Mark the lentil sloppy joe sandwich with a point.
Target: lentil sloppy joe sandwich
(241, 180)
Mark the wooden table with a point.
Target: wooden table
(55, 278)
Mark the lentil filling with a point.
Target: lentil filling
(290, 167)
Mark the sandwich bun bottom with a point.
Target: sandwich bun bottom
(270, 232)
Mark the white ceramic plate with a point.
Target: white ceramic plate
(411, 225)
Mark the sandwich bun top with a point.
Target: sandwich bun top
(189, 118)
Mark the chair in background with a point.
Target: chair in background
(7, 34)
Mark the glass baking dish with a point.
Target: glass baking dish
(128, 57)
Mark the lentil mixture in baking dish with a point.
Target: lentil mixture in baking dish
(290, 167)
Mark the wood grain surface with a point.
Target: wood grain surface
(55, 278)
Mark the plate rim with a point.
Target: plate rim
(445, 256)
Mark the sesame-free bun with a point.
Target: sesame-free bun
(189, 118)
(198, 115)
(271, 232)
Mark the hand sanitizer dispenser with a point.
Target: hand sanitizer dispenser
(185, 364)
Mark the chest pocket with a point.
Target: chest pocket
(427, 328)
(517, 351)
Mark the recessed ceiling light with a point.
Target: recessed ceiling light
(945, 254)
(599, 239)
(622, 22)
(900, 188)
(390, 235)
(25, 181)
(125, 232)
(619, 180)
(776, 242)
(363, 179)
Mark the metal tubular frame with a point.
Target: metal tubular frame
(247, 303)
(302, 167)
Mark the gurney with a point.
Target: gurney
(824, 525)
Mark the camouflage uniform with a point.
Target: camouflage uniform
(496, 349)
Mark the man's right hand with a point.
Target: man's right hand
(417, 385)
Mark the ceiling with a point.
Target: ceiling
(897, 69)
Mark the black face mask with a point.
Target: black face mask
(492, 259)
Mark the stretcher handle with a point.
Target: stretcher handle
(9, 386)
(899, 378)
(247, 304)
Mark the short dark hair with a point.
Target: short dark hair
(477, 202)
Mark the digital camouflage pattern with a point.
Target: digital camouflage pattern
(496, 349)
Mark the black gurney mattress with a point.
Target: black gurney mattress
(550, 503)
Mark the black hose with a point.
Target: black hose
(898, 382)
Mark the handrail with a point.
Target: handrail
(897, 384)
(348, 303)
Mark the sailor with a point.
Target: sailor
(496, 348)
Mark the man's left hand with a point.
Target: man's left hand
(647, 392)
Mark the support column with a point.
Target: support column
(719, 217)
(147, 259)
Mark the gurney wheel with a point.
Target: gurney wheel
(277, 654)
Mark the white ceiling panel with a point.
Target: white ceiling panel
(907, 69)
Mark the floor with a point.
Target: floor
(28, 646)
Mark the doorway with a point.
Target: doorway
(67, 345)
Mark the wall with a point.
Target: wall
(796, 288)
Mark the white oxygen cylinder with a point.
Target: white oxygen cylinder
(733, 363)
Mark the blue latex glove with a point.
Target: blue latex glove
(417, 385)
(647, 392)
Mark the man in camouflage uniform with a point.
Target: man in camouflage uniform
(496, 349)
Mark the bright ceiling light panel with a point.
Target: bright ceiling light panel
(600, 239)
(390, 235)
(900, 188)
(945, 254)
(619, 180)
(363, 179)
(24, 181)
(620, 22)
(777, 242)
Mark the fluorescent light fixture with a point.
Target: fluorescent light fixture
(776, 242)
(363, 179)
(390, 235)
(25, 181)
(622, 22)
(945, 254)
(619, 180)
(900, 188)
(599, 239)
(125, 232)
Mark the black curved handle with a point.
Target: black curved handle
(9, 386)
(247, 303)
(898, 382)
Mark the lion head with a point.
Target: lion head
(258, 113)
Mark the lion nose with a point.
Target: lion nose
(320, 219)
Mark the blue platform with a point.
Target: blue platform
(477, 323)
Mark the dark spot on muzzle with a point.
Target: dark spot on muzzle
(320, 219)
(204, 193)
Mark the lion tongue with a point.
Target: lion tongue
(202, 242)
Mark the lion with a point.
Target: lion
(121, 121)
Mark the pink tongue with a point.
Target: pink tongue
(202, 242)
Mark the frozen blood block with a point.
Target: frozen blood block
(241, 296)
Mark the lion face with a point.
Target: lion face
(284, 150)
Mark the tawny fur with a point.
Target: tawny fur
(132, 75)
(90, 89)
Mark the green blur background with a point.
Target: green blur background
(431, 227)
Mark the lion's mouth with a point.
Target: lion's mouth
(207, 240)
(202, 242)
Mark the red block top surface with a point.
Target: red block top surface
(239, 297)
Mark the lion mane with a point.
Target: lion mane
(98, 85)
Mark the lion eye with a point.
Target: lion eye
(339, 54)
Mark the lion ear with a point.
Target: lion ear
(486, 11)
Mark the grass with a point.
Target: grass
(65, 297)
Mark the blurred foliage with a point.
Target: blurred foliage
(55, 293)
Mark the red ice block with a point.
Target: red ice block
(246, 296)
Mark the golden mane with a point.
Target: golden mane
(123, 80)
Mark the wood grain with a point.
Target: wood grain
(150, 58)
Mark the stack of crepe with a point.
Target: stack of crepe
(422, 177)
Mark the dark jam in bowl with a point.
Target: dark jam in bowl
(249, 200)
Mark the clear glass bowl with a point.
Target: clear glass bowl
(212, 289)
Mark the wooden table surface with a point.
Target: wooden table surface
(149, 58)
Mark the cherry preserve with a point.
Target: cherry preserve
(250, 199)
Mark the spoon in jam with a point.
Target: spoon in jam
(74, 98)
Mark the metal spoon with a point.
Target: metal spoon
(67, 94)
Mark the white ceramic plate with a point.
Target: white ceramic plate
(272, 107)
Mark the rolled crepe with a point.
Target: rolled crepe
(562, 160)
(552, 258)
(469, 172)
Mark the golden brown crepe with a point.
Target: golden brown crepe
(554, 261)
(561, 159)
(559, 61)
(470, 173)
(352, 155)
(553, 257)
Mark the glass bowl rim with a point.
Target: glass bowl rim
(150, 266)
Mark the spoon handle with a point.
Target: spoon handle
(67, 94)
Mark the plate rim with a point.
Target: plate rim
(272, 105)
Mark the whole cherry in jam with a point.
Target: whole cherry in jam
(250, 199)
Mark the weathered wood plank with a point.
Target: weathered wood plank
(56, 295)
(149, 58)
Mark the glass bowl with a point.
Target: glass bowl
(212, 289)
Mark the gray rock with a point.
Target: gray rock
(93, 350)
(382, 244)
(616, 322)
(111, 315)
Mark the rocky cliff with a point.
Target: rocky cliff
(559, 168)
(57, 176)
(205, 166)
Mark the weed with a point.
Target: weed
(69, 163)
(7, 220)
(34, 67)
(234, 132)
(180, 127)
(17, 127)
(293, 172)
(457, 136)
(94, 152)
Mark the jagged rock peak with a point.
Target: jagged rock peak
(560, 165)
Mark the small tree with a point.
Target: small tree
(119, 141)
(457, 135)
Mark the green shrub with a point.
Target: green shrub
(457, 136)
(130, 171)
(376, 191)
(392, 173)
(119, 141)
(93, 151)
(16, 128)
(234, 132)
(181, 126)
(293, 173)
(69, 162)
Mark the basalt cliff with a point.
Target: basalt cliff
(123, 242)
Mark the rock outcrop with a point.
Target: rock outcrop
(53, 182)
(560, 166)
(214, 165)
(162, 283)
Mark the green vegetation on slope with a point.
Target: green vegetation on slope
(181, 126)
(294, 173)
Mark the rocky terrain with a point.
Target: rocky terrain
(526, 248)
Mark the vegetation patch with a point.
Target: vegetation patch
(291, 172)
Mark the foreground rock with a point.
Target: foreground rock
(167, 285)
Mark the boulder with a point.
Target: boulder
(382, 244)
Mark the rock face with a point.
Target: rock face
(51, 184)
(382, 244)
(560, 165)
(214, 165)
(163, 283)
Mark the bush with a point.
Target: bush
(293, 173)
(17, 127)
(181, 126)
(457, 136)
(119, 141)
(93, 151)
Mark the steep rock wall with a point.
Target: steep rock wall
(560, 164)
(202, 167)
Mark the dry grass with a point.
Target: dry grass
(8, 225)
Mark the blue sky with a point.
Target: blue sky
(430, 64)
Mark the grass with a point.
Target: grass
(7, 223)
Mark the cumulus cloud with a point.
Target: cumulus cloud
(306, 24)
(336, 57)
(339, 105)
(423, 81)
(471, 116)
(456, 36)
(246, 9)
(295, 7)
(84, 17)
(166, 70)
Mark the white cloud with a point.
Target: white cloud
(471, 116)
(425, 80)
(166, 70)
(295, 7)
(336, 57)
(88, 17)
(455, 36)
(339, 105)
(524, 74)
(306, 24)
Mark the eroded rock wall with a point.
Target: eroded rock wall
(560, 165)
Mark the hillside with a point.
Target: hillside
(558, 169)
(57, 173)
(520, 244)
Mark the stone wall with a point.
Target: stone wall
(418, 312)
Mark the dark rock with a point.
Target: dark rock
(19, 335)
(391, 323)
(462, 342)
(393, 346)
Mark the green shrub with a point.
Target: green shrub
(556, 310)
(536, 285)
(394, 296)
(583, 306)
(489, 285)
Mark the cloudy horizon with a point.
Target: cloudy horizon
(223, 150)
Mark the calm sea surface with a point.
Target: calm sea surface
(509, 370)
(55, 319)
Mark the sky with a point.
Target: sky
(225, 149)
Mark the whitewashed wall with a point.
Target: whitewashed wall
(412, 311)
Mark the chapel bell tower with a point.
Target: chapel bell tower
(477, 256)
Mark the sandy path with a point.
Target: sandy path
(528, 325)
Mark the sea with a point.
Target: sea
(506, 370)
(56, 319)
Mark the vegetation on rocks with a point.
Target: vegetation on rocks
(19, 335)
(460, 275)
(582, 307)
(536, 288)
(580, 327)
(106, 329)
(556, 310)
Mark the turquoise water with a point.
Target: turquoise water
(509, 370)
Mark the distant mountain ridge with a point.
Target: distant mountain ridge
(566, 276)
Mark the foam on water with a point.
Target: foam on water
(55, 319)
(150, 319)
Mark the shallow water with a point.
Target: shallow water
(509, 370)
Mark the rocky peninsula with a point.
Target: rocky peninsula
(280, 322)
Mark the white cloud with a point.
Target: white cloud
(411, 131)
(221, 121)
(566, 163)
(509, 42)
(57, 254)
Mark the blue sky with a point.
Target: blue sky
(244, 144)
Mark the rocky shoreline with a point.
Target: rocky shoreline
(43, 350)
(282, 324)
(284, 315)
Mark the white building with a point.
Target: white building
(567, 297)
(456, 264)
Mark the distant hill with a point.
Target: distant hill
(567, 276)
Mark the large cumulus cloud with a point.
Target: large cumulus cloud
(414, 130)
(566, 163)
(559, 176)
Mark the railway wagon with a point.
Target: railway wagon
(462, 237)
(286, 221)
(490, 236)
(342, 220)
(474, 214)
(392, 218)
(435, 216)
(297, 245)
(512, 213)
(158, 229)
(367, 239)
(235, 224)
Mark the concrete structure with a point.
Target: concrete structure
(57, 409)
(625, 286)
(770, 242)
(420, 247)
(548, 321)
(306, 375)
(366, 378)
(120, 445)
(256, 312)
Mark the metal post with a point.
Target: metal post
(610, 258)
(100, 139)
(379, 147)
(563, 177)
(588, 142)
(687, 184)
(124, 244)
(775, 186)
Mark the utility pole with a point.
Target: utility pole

━━━

● **Do this**
Quote only the lines from the one containing "Mark the rocky shoreline with a point." through the final line of the records, with both ends included.

● **Final answer**
Mark the rocky shoreline with a point.
Target: rocky shoreline
(43, 350)
(282, 324)
(284, 315)
Mark the white building with a point.
Target: white building
(567, 297)
(456, 264)
Mark the distant hill with a point.
Target: distant hill
(567, 276)
Mark the large cumulus cloud with a point.
Target: large cumulus cloud
(414, 130)
(566, 163)
(559, 176)
Mark the railway wagon with a point.
Target: railway wagon
(462, 237)
(286, 221)
(490, 236)
(342, 220)
(474, 214)
(392, 218)
(435, 216)
(297, 245)
(512, 213)
(158, 229)
(367, 239)
(235, 224)
Mark the concrete structure with a point.
Target: concrete structure
(57, 409)
(625, 286)
(770, 242)
(420, 247)
(548, 321)
(306, 375)
(366, 378)
(120, 445)
(256, 312)
Mark the metal post with a point.
Target: metal post
(610, 258)
(100, 139)
(379, 147)
(563, 177)
(588, 142)
(687, 184)
(124, 244)
(775, 186)
Mark the utility pole with a point.
Target: utility pole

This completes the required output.